-- start Text excerpt --
5.0      REPRESENTATIONS ON CONFIDENTIALITY AND INTELLECTUAL PROPERTY

 

5.1     Confidentiality. In the course of providing Services to the Company, Consultant may be making use of, acquiring and/or or adding to the Company’s valuable confidential information and trade secrets. The promises contained in this section shall not preclude Consultant from performing services for any other, but rather are intended to prohibit Consultant from using the Company’s confidential or proprietary information described herein in a manner that is not for the financial benefit of the Company.

 

i.     Necessity. Consultant’s work for the Company may require that Consultant be provided with access to certain confidential and proprietary information which is the property of the Company and/or one or more of its subsidiary or related entities, business partners or customers. Such information to which Consultant may have access is valuable to the Company and/or its subsidiary or related entities, business partners or customers and the Company represents that each party takes steps to maintain the secrecy and confidential nature of these matters, including the regular use of computer passwords, locks and other security measures, and to require others with access to this information to execute agreements that have obligations similar to the obligations contained in this Section 5.0. Consultant acknowledges that the Company will not purchase Services from Consultant nor provide Consultant with access to such information unless and until Consultant enters into this Agreement.
-- end Text excerpt --
-- start Data excerpt --
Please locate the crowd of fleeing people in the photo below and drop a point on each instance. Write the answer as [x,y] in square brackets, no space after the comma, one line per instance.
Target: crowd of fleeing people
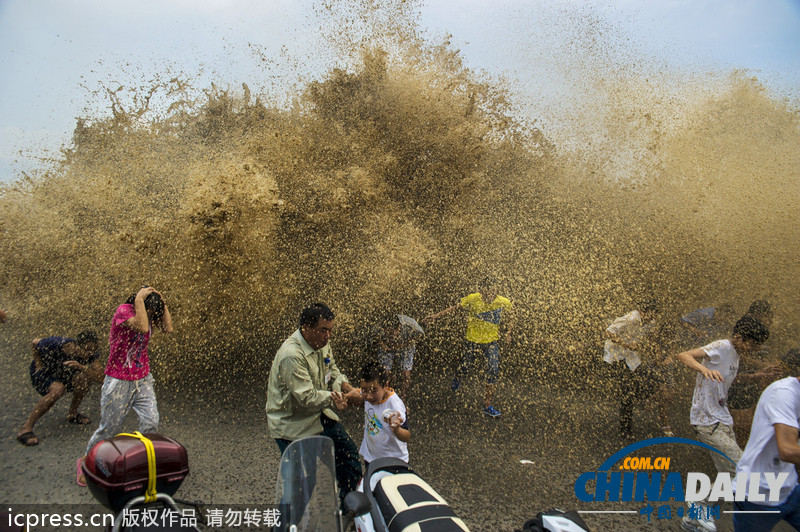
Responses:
-- end Data excerpt --
Tasks to perform:
1. Revise the confidentiality clause by rewriting the passage starting with "5.0      REPRESENTATIONS ON" and going on through "of the Company.", replacing "Consultant" with "Contractor".
2. In the confidentiality clause, what will the Company not do unless and until Consultant enters into the Agreement?
3. In the "Necessity" paragraph of the confidentiality clause, whose property can the confidential and proprietary information be? List every party named.

Response list:
1.
5.0      REPRESENTATIONS ON CONFIDENTIALITY AND INTELLECTUAL PROPERTY

 

5.1     Confidentiality. In the course of providing Services to the Company, Contractor may be making use of, acquiring and/or or adding to the Company’s valuable confidential information and trade secrets. The promises contained in this section shall not preclude Contractor from performing services for any other, but rather are intended to prohibit Contractor from using the Company’s confidential or proprietary information described herein in a manner that is not for the financial benefit of the Company.

2. It will not purchase Services from Consultant or give Consultant access to the confidential and proprietary information.

3.
- The Company
- Its subsidiary or related entities
- Its business partners
- Its customers